What should happen to surplus credits of 'hot air'?
It is estimated that Russia alone has between 3.5 billion and 5 billion Assigned Amount Units (AAUs) stored, as a result of over-allocation of carbon credits. These had been allotted according to industrial output figures of the constituent republics of the then-Soviet Union, prior to the collapse of their economies after 1990.
If all of Russia's stored AAUs were released onto the market, their price would collapse to near zero. But, as this is not in Russia's interest, analysts believe it is unlikely. "The demand is quite low so who would buy them?" Yakymenko asked. But countries such as Japan continue to buy some of these 'hot air' credits to offset their carbon emissions when these exceed the Kyoto targets.
Alexey Korkorin recommended that governments use the AAUs "as a sort of a national heritage in their presidential speeches, that Russia reduced emissions from 1990-2030 by X billion dollars etc. It is a tool for future PR but for now, we should just ignore it." One day they could even be used for domestic emissions trading between Russia's regions in his view.
A post-2012 'carryover' of the credits into whatever post-Kyoto regime emerges has also been suggested by many analysts. However proposals to this end by the UN's Joint Implementation Supervisory Committee (JISC) have not yet been agreed.
Do Track 1 projects lack transparency?
JI projects proceed along one of two pathways: 'Track 1' or 'Track 2'. Track 2 procedures are uncontroversial. They are implemented when a host party only meets some eligibility requirements to transfer or acquire ERUs. A verifications procedure then takes place under the aegis of the UN's Joint Implementation Supervisory Committee (JISC), a respected independent body.
By contrast, Track 1 procedures apply when a host country is said to have met all eligibility requirements. The verification process then only occurs between the host and investor country to ensure that any emissions reductions are 'additional' to what would have happened anyway. But the process is not always made public, and so it has given rise to suspicions, complaints and protests.
The lack of certainty that the JI will continue after the Kyoto agreement has run its course is one factor affecting business confidence in the mechanism but there are others. According to Jan-Willem van de Ven, Senior Carbon Manager at the European Bank for Reconstruction and Development, many European investors rightly don't believe that it is working well.
"Unfortunately the [European] banking region for various reasons is falling behind more ambitious regions like China and India and Latin America," he said. The reason was only partly due to liquidity problems resulting from the recession.
JI also started later than the CDM and in many countries, license applications have been processed slowly, causing hold-ups in the approval of projects.

* Data section *
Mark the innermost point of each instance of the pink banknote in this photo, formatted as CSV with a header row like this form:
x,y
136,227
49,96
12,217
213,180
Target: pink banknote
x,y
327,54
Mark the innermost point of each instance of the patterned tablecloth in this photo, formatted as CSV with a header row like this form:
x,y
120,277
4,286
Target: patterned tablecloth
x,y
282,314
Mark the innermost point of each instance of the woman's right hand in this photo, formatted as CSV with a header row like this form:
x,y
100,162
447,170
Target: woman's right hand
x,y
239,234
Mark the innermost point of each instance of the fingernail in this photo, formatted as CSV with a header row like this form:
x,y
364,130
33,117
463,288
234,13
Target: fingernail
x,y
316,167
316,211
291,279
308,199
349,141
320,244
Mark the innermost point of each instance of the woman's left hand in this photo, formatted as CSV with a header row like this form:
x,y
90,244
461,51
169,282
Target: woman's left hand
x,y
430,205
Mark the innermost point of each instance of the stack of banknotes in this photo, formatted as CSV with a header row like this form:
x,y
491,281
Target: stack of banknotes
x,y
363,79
* * *
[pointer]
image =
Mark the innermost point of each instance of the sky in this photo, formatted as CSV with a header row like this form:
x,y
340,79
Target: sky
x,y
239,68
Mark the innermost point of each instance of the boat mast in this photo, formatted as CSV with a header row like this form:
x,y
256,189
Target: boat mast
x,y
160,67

* Short problem A *
In the carbon credits excerpt, write out the stretch from "A post-2012 'carryover'" through "projects lack transparency?" again, changing "carryover" to "rollover".
* Short problem B *
Condense the paragraph of the carbon credits excerpt that begins "By contrast, Track 1 procedures" into a shorter version that keeps its main facts.
* Short problem C *
According to the carbon credits excerpt, how many Assigned Amount Units is Russia alone estimated to have stored?

* Exercise result A *
A post-2012 'rollover' of the credits into whatever post-Kyoto regime emerges has also been suggested by many analysts. However proposals to this end by the UN's Joint Implementation Supervisory Committee (JISC) have not yet been agreed.
Do Track 1 projects lack transparency?

* Exercise result B *
Track 1 procedures apply when a host country is said to meet all eligibility requirements. Verification then happens only between the host and investor countries, to confirm that emissions reductions are additional to what would have occurred anyway. Because this process is not always public, it has led to suspicions, complaints and protests.

* Exercise result C *
Between 3.5 billion and 5 billion.